* GIVEN PASSAGE
Re: [PATCH 000/236] Introduce rtx subclasses

David Malcolm Tue, 12 Aug 2014 17:30:06 -0700

On Tue, 2014-08-12 at 14:39 -0600, Jeff Law wrote:
> On 08/06/14 11:19, David Malcolm wrote:
> >
> > The aim of the patch series is to improve the type-safety and
> > readability of the backend by introducing subclasses of rtx (actually
> > rtx_def) for *instructions*, and also for EXPR_LIST, INSN_LIST, SEQUENCE.
> >
> > That way we can document directly in the code the various places that
> > manipulate insn chains vs other kinds of rtx node.
> Right.  And by catching this stuff at compile time developers working on 
> RTL bits should become at least a tiny bit more efficient.

* JOB A
Which lines of the records contain the string "railway", with matching case? Copy each of those lines.

* THE INPUT
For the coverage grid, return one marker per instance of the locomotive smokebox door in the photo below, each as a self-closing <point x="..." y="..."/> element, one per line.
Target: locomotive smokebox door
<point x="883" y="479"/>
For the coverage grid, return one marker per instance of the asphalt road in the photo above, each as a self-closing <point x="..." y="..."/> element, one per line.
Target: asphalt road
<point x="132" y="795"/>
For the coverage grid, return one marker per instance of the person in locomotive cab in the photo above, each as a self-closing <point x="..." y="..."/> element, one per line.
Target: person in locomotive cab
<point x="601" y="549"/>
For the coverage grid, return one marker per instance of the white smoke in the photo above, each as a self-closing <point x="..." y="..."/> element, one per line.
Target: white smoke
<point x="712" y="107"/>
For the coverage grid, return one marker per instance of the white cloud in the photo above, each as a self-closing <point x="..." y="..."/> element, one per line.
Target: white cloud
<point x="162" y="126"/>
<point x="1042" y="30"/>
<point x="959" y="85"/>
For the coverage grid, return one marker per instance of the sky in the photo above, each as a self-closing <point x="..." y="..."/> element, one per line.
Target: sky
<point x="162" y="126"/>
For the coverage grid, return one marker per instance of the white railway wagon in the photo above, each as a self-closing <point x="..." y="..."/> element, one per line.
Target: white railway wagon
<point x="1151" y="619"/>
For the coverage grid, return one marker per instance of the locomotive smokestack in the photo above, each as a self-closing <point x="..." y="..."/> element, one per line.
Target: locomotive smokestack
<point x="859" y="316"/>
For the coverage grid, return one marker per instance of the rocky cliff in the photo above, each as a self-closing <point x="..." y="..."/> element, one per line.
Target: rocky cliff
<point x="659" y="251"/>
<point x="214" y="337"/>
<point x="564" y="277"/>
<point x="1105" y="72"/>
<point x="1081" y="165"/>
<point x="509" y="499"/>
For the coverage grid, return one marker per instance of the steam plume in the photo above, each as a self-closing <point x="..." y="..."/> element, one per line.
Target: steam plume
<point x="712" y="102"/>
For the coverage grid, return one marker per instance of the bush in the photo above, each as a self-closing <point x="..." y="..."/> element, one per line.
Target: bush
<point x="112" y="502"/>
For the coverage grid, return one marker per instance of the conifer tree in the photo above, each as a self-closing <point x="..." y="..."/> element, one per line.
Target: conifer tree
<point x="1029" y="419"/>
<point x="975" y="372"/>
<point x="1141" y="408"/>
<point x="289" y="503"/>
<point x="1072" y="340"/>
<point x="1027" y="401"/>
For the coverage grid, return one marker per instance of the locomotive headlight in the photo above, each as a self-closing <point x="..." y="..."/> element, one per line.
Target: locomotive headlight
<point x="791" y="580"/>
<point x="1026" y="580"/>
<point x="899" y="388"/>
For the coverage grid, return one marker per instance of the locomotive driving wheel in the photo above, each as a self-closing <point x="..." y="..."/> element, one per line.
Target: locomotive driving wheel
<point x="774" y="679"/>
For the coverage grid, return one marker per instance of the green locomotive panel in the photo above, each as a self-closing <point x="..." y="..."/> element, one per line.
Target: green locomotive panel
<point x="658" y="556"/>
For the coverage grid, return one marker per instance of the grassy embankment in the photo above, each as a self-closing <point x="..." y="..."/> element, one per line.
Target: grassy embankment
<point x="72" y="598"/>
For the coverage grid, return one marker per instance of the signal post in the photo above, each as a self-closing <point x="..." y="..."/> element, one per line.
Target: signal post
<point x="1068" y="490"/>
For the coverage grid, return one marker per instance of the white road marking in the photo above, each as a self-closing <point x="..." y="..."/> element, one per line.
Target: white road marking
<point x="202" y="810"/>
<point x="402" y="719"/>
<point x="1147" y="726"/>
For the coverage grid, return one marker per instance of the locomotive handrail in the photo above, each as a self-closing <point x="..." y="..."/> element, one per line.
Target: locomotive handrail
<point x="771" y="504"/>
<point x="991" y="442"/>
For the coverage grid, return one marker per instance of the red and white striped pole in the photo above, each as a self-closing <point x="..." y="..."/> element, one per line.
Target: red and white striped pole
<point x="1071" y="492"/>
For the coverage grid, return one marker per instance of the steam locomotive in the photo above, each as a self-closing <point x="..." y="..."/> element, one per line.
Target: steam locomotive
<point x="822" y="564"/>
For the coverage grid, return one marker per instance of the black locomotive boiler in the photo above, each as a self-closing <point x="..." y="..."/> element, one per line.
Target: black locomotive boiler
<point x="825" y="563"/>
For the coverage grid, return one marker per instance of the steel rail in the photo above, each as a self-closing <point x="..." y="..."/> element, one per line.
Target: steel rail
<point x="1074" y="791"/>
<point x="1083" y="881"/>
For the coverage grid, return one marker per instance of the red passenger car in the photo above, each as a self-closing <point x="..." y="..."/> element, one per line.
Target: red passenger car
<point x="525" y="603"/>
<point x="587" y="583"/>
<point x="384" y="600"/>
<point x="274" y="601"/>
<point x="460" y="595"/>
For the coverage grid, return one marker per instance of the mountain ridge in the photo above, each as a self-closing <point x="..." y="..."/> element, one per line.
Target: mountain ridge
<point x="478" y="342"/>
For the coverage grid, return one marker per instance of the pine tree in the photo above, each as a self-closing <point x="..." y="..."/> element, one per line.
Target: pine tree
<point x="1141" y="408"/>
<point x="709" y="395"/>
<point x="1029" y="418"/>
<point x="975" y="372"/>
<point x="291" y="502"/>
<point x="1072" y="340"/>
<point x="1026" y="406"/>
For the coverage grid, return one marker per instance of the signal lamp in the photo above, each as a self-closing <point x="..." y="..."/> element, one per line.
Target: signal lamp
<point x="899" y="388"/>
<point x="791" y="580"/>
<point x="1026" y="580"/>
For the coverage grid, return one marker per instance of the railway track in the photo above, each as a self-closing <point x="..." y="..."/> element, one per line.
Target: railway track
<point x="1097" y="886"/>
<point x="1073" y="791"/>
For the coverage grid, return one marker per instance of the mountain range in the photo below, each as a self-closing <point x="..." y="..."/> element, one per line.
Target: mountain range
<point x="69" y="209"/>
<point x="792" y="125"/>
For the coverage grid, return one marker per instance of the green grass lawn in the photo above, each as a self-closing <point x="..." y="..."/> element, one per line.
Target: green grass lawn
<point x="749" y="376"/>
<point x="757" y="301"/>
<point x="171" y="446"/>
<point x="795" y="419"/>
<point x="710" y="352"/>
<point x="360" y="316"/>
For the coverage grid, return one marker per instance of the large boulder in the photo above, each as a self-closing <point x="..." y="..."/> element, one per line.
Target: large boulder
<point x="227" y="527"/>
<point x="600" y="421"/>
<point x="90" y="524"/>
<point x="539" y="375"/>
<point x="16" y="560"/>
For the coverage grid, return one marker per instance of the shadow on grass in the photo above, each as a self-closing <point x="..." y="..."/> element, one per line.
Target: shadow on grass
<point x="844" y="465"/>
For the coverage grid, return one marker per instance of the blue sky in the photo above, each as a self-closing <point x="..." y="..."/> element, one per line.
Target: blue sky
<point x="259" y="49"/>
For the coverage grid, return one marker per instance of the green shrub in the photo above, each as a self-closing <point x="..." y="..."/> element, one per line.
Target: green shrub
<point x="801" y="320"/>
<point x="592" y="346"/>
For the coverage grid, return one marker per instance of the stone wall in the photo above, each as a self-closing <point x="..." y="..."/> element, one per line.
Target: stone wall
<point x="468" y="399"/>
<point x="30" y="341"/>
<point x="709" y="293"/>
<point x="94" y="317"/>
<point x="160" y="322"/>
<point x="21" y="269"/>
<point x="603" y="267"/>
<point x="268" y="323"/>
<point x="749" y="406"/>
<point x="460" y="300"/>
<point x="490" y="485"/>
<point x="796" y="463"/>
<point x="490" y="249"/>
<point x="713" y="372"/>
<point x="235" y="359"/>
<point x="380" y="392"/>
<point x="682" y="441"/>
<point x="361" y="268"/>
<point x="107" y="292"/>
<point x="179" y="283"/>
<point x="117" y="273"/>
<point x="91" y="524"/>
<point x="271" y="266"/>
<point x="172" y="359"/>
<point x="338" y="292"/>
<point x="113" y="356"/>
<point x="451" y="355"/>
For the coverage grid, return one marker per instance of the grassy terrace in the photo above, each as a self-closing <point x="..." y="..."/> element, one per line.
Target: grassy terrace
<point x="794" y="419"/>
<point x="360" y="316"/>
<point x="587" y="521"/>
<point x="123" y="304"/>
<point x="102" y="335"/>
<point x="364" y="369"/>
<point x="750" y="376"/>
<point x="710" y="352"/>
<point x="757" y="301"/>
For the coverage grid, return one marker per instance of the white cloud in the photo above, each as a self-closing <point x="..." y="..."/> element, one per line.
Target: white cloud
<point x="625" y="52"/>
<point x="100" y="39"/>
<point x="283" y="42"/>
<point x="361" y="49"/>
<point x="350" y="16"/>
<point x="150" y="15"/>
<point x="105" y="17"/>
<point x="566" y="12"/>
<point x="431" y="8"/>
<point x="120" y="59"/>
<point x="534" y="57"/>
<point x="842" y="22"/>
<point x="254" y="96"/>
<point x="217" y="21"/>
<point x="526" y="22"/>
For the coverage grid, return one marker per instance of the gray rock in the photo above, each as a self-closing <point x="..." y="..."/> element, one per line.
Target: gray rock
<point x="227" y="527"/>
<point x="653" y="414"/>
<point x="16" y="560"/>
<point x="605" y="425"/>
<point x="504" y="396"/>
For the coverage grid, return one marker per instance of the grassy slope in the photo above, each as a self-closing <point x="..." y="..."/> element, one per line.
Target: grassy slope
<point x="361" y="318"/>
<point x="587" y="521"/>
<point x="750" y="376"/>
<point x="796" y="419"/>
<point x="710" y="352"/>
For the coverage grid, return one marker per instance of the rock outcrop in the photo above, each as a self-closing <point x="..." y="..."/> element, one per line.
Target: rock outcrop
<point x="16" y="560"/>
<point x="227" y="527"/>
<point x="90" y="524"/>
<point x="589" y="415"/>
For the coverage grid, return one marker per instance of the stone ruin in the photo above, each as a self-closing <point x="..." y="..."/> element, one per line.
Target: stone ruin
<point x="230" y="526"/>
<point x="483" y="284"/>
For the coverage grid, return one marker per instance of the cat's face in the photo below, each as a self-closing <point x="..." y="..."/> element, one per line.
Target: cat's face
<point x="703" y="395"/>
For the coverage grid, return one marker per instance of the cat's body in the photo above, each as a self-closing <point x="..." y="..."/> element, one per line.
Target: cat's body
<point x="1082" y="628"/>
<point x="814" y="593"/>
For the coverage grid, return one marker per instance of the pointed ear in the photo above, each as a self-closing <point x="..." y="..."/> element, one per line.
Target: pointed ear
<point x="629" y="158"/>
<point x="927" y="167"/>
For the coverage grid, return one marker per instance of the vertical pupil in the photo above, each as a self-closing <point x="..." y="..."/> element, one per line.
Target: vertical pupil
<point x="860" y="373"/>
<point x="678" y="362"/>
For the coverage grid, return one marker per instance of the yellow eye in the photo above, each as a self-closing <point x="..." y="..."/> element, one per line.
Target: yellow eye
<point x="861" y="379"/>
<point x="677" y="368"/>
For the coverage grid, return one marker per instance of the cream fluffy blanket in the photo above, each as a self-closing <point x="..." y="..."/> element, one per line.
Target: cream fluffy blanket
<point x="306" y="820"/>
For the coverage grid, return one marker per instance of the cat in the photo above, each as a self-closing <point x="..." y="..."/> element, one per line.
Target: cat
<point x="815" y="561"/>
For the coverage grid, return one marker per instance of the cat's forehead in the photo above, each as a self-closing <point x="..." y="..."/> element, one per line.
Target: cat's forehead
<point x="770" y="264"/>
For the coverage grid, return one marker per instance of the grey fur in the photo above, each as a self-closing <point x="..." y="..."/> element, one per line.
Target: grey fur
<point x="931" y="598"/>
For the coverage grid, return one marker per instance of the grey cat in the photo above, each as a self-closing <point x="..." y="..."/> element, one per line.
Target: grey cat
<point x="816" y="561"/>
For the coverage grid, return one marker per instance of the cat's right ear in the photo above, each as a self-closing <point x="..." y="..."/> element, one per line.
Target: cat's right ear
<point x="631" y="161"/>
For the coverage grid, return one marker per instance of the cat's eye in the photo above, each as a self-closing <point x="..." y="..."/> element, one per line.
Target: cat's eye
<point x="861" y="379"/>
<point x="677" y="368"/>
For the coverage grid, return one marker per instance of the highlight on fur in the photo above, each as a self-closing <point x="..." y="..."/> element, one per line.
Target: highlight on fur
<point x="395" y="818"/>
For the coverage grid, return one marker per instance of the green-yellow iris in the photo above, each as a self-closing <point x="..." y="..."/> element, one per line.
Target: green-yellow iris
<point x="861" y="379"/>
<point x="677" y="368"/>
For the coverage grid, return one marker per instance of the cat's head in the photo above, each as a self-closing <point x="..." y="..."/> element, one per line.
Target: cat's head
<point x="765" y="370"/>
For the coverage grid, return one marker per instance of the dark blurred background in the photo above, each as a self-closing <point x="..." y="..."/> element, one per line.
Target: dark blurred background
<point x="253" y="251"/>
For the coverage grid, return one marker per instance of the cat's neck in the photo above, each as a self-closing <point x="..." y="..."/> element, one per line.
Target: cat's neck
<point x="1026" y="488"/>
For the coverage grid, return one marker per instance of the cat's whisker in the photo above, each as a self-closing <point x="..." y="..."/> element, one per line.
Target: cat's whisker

* JOB B
In the rtx subclasses thread, for what does the patch series introduce subclasses of rtx? List every one.

* FINAL ANSWER A
For the coverage grid, return one marker per instance of the white railway wagon in the photo above, each as a self-closing <point x="..." y="..."/> element, one per line.
Target: white railway wagon
For the coverage grid, return one marker per instance of the railway track in the photo above, each as a self-closing <point x="..." y="..."/> element, one per line.
Target: railway track

* FINAL ANSWER B
- instructions
- EXPR_LIST
- INSN_LIST
- SEQUENCE